#### [Task requirements]
Reproduce all of the rows below without changing a single character.

#### [Dataset excerpts]

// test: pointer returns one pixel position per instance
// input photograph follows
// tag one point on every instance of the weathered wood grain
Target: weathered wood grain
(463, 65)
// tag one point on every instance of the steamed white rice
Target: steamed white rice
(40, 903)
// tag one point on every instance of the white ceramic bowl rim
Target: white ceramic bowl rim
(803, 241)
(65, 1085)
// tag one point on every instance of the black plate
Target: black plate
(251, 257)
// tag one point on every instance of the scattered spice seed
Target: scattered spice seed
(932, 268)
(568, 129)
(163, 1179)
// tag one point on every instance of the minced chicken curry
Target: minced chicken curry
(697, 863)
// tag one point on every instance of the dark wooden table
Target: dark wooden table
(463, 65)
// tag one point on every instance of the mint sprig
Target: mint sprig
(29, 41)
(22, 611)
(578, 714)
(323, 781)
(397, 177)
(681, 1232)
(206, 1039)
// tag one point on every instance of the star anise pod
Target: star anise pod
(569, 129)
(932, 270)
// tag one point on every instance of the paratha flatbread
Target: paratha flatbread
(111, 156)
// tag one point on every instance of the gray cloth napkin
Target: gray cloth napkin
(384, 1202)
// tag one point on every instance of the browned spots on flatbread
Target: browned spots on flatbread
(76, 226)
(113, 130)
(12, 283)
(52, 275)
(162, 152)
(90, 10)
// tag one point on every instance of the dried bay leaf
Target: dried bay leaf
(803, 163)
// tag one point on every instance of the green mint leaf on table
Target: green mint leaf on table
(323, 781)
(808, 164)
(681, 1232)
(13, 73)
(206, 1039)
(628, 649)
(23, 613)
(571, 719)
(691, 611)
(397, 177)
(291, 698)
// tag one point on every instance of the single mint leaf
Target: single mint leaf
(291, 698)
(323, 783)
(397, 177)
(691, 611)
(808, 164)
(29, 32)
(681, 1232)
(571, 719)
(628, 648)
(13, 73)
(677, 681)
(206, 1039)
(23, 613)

#### [Response]
// test: pointer returns one pixel position per instance
// input photograph follows
// tag one point on every instance of the weathered wood grain
Target: weathered wood grain
(463, 65)
// tag one point on every instance of the steamed white rice
Target: steamed white rice
(40, 903)
// tag one point on every instance of the white ceramic bowl rim
Target: white ceramic bowl rim
(803, 241)
(65, 1085)
// tag one point on every instance of the black plate
Target: black plate
(251, 257)
// tag one point on every instance of the scattered spice seed
Target: scattered spice seed
(932, 268)
(568, 129)
(163, 1179)
// tag one point on every instance of the minced chicken curry
Target: minced chicken curry
(697, 863)
// tag one point on every instance of the dark wooden table
Target: dark wooden table
(463, 65)
// tag one point on every instance of the mint sprig
Target: mint sprig
(29, 41)
(22, 611)
(578, 714)
(323, 781)
(397, 177)
(681, 1232)
(206, 1039)
// tag one point on every instance of the star anise pod
Target: star anise pod
(569, 129)
(932, 270)
// tag one point on every instance of the paratha flatbread
Target: paratha flatbread
(111, 156)
// tag one point on every instance of the gray cloth napkin
Target: gray cloth napkin
(384, 1202)
// tag one point on every instance of the browned spots on flatbread
Target: browned spots on flatbread
(76, 226)
(113, 130)
(12, 283)
(52, 275)
(162, 152)
(90, 10)
// tag one point on every instance of the dried bay leaf
Target: dried bay leaf
(803, 163)
// tag one point on every instance of the green mint leaf on table
Target: green mint leaf on table
(323, 781)
(808, 164)
(681, 1232)
(13, 73)
(206, 1039)
(628, 649)
(23, 613)
(571, 719)
(691, 611)
(397, 177)
(291, 698)
// tag one point on every instance of the single mint leaf
Target: single mint leaf
(291, 698)
(323, 783)
(397, 177)
(691, 611)
(808, 164)
(29, 32)
(681, 1232)
(571, 719)
(628, 648)
(13, 73)
(677, 681)
(206, 1039)
(23, 613)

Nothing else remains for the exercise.